◆ Given problem: Identify every line that contains the string "soccer", treating uppercase and lowercase letters as different, and copy each of those lines in full.

Position annotation records
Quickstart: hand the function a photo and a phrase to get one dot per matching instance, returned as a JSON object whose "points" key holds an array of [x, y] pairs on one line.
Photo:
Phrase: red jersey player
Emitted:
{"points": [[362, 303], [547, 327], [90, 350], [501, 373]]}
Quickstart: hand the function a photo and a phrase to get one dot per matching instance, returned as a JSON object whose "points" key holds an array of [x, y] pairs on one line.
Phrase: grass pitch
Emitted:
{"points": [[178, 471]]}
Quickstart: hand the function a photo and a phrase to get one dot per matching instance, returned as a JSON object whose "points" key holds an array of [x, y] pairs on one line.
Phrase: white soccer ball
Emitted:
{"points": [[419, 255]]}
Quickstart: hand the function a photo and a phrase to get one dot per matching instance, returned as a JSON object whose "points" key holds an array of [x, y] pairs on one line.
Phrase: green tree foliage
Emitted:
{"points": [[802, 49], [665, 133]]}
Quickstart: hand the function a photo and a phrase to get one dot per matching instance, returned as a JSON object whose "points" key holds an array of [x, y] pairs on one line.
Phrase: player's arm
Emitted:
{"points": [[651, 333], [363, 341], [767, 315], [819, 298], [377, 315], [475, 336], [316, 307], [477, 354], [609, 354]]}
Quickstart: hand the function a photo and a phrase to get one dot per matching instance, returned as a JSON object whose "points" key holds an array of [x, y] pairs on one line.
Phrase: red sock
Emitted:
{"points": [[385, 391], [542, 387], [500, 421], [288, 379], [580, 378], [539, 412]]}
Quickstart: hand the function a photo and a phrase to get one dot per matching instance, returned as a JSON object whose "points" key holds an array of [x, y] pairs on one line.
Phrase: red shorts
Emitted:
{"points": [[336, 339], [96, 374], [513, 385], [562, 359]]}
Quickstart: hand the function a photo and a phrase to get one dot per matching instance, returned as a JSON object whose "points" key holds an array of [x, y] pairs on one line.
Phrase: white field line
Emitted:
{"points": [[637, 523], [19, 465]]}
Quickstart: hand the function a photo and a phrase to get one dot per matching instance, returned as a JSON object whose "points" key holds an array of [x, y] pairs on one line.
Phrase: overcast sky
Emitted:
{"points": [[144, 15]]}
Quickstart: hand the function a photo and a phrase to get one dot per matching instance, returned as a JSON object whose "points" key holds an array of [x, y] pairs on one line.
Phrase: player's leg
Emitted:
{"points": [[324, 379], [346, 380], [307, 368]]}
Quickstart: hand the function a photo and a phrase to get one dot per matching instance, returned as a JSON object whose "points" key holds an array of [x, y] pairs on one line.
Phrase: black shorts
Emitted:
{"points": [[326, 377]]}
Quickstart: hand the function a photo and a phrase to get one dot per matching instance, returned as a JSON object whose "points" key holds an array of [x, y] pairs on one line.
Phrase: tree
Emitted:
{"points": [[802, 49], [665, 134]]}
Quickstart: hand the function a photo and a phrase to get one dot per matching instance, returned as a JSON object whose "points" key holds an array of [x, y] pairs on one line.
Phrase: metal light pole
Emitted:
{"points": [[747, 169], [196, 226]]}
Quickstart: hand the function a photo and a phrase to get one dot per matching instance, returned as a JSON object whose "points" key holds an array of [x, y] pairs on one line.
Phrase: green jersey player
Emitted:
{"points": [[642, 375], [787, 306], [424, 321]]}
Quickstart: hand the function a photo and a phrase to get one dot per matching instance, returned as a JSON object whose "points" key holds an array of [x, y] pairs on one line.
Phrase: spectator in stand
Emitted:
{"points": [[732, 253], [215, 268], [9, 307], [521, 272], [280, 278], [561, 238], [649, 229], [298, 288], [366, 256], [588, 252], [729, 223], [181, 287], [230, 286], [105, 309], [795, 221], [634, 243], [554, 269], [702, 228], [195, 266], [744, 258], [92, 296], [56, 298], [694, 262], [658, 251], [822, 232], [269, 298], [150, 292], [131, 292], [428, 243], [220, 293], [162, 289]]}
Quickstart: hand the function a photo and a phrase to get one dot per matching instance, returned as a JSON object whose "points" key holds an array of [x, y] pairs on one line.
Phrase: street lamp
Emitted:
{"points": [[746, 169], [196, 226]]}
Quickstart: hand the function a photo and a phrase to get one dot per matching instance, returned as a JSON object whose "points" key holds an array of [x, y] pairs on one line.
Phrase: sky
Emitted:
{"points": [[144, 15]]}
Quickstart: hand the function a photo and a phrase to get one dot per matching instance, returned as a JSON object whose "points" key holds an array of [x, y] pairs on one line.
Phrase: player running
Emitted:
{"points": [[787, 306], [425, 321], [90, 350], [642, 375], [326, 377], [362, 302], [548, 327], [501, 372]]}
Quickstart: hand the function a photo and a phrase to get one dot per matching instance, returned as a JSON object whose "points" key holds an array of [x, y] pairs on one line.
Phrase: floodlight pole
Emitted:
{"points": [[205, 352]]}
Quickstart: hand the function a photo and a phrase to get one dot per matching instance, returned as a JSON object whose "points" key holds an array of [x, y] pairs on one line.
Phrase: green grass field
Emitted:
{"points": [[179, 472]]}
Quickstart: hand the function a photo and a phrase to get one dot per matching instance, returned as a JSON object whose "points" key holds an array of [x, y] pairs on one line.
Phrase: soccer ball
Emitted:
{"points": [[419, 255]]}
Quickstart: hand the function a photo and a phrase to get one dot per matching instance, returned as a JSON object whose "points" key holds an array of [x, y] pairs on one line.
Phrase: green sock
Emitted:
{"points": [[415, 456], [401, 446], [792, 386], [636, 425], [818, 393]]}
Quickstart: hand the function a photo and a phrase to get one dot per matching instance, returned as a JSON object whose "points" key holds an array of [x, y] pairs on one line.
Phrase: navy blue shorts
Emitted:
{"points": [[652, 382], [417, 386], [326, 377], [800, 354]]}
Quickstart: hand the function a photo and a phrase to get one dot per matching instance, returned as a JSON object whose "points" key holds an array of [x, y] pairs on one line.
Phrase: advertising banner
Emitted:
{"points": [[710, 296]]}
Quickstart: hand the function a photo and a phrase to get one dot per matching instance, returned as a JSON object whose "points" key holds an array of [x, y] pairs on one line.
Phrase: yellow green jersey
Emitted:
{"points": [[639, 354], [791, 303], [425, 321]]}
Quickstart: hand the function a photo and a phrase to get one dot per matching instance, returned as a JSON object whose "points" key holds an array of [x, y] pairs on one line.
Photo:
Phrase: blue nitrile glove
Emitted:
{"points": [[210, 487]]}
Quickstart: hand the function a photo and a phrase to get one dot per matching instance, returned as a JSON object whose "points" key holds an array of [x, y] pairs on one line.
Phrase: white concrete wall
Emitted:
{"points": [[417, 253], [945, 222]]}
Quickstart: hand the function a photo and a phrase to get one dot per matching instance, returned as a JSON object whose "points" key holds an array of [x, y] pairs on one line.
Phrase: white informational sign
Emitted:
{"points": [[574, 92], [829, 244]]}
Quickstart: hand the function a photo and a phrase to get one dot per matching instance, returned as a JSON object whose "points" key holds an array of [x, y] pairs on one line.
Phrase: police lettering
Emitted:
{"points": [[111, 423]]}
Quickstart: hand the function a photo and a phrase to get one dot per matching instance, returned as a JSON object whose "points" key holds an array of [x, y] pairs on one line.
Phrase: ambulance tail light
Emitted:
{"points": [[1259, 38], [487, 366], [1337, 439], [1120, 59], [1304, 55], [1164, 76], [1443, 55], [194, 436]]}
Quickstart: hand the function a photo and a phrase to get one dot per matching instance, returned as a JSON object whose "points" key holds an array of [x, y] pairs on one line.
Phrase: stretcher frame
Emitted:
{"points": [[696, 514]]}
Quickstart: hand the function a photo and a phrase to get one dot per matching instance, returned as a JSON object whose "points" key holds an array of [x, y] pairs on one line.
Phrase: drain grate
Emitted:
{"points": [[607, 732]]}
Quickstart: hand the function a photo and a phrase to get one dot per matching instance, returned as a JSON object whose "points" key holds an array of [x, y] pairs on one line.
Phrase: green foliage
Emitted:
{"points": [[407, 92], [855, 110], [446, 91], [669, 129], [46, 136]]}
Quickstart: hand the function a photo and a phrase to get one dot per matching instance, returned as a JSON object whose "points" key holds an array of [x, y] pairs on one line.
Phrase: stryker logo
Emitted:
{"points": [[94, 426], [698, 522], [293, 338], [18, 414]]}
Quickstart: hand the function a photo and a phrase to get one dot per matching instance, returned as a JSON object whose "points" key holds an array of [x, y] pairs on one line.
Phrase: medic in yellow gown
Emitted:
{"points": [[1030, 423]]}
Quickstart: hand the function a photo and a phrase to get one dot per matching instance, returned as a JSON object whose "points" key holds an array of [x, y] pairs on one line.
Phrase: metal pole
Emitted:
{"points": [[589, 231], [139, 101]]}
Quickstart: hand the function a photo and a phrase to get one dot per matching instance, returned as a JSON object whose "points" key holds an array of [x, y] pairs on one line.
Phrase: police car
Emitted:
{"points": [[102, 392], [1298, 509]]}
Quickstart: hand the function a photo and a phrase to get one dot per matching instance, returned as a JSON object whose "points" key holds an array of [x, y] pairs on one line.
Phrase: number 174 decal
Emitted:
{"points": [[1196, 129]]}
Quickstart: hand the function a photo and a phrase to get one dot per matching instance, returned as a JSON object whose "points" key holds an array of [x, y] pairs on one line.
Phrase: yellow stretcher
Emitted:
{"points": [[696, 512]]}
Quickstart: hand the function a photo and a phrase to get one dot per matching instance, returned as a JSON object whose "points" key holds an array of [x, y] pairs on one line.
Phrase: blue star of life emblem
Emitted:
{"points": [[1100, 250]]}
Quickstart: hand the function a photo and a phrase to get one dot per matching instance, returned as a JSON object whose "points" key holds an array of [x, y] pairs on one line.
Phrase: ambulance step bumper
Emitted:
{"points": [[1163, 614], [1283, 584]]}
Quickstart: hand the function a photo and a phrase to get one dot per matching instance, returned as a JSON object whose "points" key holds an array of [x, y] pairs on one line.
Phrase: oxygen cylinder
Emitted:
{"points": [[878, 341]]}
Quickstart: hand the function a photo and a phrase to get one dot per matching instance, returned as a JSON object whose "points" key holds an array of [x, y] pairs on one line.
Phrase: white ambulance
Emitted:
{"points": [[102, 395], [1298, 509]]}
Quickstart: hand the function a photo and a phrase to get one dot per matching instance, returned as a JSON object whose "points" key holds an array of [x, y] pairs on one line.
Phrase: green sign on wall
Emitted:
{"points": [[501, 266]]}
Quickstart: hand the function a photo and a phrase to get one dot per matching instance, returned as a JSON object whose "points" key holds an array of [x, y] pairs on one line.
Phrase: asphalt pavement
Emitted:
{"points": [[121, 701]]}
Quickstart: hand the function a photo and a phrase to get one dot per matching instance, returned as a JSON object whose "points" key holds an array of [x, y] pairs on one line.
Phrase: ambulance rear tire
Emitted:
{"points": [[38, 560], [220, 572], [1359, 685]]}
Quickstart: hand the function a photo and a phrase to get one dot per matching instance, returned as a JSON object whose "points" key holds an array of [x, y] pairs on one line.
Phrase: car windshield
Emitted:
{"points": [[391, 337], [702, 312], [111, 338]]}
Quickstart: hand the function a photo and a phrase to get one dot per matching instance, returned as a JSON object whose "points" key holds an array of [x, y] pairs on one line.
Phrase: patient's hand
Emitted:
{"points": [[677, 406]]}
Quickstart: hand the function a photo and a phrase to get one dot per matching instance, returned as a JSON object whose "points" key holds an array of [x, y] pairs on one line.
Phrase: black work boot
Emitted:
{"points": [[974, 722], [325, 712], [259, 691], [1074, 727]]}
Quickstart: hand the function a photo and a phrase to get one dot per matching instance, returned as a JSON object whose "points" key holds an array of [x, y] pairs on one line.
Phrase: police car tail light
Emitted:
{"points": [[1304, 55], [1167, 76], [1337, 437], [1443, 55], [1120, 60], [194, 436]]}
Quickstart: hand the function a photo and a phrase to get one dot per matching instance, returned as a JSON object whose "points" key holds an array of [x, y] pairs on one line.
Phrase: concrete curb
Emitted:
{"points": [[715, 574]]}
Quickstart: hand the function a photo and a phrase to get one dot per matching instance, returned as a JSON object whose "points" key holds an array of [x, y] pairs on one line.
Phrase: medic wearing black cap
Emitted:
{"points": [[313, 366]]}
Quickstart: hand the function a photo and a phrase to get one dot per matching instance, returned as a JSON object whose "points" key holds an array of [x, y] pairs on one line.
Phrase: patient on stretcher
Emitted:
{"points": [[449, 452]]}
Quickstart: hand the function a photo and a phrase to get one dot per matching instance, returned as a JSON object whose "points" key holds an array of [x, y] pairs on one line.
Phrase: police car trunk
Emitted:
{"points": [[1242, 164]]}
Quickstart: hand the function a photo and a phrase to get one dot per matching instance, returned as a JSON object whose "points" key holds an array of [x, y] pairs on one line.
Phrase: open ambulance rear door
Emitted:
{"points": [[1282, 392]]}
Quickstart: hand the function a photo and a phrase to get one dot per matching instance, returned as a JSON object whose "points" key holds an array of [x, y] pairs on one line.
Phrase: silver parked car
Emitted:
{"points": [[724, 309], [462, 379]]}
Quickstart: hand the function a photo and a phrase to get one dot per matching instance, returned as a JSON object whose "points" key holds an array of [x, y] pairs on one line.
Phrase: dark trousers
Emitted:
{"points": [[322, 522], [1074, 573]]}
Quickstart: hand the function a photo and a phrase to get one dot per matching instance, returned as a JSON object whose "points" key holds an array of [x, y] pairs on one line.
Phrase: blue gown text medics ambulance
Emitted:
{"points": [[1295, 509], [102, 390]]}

◆ Response for this exercise:
Phrase: white soccer ball
Phrase: soccer ball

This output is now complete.